Can you write out every line of the records below word for word, leaving the pictures out of your answer?

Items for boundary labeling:
────────────────────
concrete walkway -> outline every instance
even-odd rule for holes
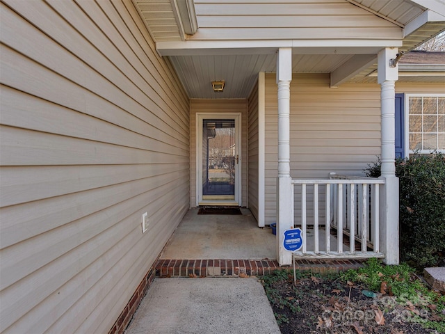
[[[156,278],[125,334],[280,334],[258,278]]]

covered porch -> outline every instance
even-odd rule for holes
[[[277,237],[269,226],[259,228],[250,210],[241,208],[241,215],[198,214],[199,209],[191,209],[161,252],[156,264],[158,277],[218,277],[257,276],[270,273],[280,265],[276,257]],[[307,230],[308,249],[326,242],[325,229],[317,233]],[[336,230],[327,234],[332,250],[337,251]],[[343,241],[342,241],[343,242]],[[345,240],[341,248],[350,250]],[[359,244],[355,245],[359,249]],[[323,246],[320,249],[324,250]],[[357,268],[361,259],[318,260],[297,259],[300,270],[313,272],[338,271]]]
[[[295,256],[398,262],[398,62],[440,31],[435,25],[444,19],[440,8],[399,1],[398,10],[389,11],[389,1],[380,8],[348,0],[330,9],[295,1],[272,10],[266,3],[190,2],[172,6],[180,24],[168,34],[153,23],[156,10],[136,3],[157,52],[171,61],[191,98],[191,207],[228,200],[223,205],[250,208],[259,227],[276,222],[273,257],[280,265]],[[437,31],[426,32],[432,28]],[[216,82],[222,85],[218,91],[211,88]],[[234,120],[234,193],[218,198],[206,186],[209,138],[218,127],[203,129],[200,118],[213,124],[229,116],[225,122],[239,118]],[[375,155],[382,178],[359,176]],[[346,176],[330,177],[330,171]],[[302,247],[293,253],[284,249],[283,236],[297,227]],[[321,241],[332,228],[336,239]],[[346,239],[359,248],[348,249]]]

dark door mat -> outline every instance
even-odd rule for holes
[[[197,214],[243,214],[239,207],[201,207]]]

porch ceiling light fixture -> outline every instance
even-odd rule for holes
[[[215,93],[222,93],[225,84],[225,81],[224,80],[221,80],[220,81],[211,81],[211,86],[213,88],[213,92]]]

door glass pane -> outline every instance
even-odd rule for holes
[[[202,199],[235,199],[235,120],[203,120]]]

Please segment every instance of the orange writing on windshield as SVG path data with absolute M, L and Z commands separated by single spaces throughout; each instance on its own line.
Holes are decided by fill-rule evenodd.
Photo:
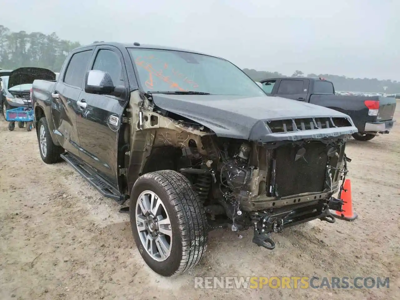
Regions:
────────────────────
__THE SOLUTION__.
concrete walkway -> outline every instance
even-odd rule for holes
[[[156,278],[125,334],[280,334],[258,278]]]

covered porch -> outline every instance
even-odd rule for holes
[[[277,237],[269,226],[259,228],[250,210],[241,208],[241,215],[198,214],[199,209],[191,209],[161,252],[156,264],[158,277],[218,277],[257,276],[270,273],[280,265],[276,257]],[[307,230],[308,249],[326,242],[325,229],[317,233]],[[336,230],[327,234],[332,250],[337,251]],[[343,241],[342,241],[343,242]],[[345,240],[341,248],[350,250]],[[359,244],[355,245],[359,249]],[[323,246],[320,249],[324,250]],[[357,268],[361,259],[318,260],[297,259],[300,270],[313,272],[338,271]]]
[[[295,256],[398,262],[398,62],[440,31],[435,25],[444,19],[440,8],[399,1],[398,10],[389,11],[389,1],[380,8],[348,0],[330,9],[295,1],[272,10],[266,3],[190,2],[172,6],[180,24],[168,34],[153,23],[156,10],[136,3],[157,52],[171,61],[191,98],[191,207],[228,200],[223,205],[250,208],[259,227],[276,222],[273,257],[280,265]],[[437,31],[426,32],[432,28]],[[216,82],[222,85],[218,91],[211,88]],[[234,120],[234,193],[218,198],[206,186],[209,138],[218,127],[203,129],[200,118],[213,124],[229,116],[225,122],[239,118]],[[375,155],[382,178],[359,176]],[[346,176],[330,177],[330,171]],[[302,247],[293,253],[284,249],[283,236],[297,227]],[[321,241],[332,228],[336,239]],[[346,239],[359,248],[348,249]]]

dark door mat -> outline every instance
even-odd rule for holes
[[[197,214],[243,214],[239,207],[201,207]]]

porch ceiling light fixture -> outline every instance
even-odd rule for holes
[[[215,93],[222,93],[225,84],[225,81],[224,80],[221,80],[220,81],[211,81],[211,86],[213,88],[213,92]]]

door glass pane -> outline every instance
even-odd rule for holes
[[[202,199],[235,199],[235,120],[203,120]]]

Please segment every instance of the orange writing on windshield as SVG path data with absolute M, L and Z commands separated by single spaces throughout; each instance on its own line.
Holes are decided by fill-rule evenodd.
Photo:
Regions:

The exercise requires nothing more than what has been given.